- **Required task**
Reproduce the records from the line containing "Spot dirt road" down to the line containing "126, 125, 190, 199", both included, with the requests left unchanged. Scale every bounding-box coordinate in the answers by 0.25 and round each result to a whole number, with halves rounded up.

******************************

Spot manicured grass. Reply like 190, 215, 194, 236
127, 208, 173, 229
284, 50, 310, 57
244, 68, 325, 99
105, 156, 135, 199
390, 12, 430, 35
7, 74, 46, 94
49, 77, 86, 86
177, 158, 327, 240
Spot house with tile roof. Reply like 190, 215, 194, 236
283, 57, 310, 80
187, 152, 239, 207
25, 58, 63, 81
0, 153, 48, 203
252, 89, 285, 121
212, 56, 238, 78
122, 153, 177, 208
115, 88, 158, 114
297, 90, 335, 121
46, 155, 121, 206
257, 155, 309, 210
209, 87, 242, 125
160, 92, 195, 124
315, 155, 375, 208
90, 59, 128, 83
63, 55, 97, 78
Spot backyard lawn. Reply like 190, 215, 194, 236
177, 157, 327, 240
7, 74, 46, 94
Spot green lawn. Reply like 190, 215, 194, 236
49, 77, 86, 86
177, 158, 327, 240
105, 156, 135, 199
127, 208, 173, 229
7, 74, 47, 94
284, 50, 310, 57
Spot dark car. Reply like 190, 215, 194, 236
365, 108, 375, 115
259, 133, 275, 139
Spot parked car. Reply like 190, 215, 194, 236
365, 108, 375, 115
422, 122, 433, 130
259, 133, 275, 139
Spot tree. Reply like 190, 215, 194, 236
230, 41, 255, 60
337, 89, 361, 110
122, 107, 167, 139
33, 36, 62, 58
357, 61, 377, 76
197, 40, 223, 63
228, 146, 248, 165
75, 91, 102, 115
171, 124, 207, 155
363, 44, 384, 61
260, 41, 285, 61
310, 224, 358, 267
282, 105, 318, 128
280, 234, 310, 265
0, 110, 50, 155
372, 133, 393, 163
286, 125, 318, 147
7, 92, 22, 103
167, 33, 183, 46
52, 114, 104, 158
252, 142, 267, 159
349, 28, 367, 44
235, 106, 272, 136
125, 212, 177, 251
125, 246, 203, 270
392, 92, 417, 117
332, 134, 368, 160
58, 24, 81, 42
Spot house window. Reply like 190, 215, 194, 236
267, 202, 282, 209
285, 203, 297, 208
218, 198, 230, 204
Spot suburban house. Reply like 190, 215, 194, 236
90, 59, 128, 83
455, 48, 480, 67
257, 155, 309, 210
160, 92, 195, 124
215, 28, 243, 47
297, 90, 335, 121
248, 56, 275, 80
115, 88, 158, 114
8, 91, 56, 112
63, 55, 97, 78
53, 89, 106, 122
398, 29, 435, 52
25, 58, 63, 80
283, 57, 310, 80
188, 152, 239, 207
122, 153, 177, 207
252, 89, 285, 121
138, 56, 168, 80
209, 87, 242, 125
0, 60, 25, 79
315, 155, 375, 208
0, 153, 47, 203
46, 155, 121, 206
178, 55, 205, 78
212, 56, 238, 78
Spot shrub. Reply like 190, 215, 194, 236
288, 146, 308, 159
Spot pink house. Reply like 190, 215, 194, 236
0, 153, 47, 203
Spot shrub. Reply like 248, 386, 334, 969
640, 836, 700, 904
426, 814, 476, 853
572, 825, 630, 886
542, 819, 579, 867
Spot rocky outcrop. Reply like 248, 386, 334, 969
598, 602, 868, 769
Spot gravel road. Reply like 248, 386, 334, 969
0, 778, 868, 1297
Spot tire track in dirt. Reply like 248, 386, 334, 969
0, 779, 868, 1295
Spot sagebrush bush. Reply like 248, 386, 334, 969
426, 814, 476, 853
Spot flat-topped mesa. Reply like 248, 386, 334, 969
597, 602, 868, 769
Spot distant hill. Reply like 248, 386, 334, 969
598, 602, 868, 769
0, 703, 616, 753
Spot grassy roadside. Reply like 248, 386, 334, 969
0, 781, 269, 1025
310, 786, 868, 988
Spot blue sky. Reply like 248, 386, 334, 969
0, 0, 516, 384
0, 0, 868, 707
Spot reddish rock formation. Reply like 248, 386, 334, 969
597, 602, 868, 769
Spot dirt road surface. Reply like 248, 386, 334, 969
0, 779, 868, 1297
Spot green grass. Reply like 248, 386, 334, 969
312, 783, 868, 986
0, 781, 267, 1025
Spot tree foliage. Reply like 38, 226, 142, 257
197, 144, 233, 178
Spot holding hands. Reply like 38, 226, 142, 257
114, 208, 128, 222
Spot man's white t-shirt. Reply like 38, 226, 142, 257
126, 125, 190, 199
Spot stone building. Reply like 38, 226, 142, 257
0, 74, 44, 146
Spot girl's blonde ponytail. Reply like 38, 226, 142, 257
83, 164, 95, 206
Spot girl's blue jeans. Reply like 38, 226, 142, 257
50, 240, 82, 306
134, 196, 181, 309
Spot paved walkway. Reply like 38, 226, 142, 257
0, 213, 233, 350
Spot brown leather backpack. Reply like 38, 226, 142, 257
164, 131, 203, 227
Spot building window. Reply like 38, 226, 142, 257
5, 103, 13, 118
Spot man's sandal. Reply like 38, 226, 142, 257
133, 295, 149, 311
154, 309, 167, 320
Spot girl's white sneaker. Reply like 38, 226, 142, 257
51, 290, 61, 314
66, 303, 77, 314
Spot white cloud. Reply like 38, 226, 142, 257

******************************

- **Worked answer**
Spot dirt road surface. Reply like 248, 386, 334, 969
0, 195, 217, 324
Spot green grass. Reply like 248, 386, 334, 969
78, 196, 217, 247
0, 195, 67, 256
Spot tree foliage. Reply like 38, 226, 142, 257
49, 36, 58, 45
Spot holding hands. Reply like 38, 226, 142, 257
29, 52, 32, 56
Spot man's white t-shirt. Reply like 38, 226, 142, 257
32, 31, 48, 50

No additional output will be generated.